Material supplied >>
+ + + + + + +

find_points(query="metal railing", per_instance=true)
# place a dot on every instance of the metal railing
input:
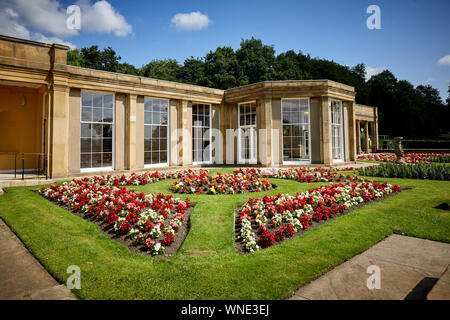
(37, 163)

+ + + + + + +

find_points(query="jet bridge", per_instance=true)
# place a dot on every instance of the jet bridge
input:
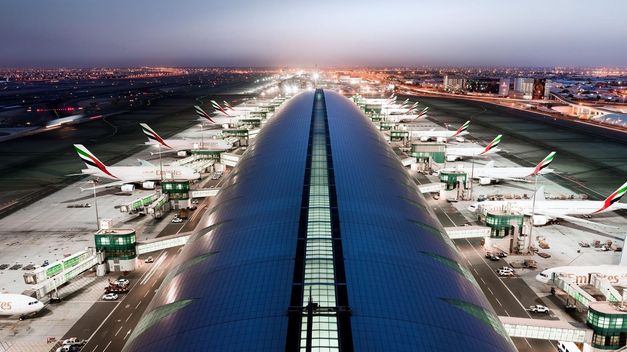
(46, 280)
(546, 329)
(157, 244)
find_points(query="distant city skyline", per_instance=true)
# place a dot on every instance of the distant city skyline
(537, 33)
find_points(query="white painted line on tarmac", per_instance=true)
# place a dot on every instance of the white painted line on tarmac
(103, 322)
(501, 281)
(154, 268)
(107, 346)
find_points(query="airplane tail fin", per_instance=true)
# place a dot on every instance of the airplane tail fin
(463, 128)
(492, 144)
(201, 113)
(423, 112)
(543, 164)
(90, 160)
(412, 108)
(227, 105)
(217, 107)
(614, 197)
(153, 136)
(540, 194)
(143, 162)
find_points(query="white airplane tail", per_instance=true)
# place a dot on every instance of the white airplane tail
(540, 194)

+ + + + + + +

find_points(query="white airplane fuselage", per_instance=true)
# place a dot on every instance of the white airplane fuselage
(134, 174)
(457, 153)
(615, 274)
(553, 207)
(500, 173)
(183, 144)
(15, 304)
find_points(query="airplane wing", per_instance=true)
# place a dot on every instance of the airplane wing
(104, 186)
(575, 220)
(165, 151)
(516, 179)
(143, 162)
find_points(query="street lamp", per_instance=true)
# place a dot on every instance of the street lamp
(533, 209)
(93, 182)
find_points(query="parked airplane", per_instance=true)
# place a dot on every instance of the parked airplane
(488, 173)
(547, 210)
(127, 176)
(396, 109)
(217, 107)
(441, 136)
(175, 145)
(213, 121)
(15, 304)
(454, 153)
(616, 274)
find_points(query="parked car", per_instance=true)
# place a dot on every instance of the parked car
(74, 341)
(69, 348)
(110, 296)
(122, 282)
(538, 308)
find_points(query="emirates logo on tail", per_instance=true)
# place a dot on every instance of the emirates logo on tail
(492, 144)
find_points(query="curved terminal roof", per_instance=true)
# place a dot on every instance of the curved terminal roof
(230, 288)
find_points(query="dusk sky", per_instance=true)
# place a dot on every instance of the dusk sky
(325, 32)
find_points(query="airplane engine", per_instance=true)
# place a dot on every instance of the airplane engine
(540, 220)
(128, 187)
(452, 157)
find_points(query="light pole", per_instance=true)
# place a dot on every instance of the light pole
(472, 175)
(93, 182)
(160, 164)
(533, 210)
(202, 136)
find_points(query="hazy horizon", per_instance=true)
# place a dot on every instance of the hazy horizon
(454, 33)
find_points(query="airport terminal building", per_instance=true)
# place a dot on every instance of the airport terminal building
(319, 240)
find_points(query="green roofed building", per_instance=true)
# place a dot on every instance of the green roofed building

+ + + + + + +

Task >> What lines in the listing above hold the string "green"? List them.

Answer space >>
find_points(query="green roofed building", per_instance=true)
# place a dot on every instance of the green roofed building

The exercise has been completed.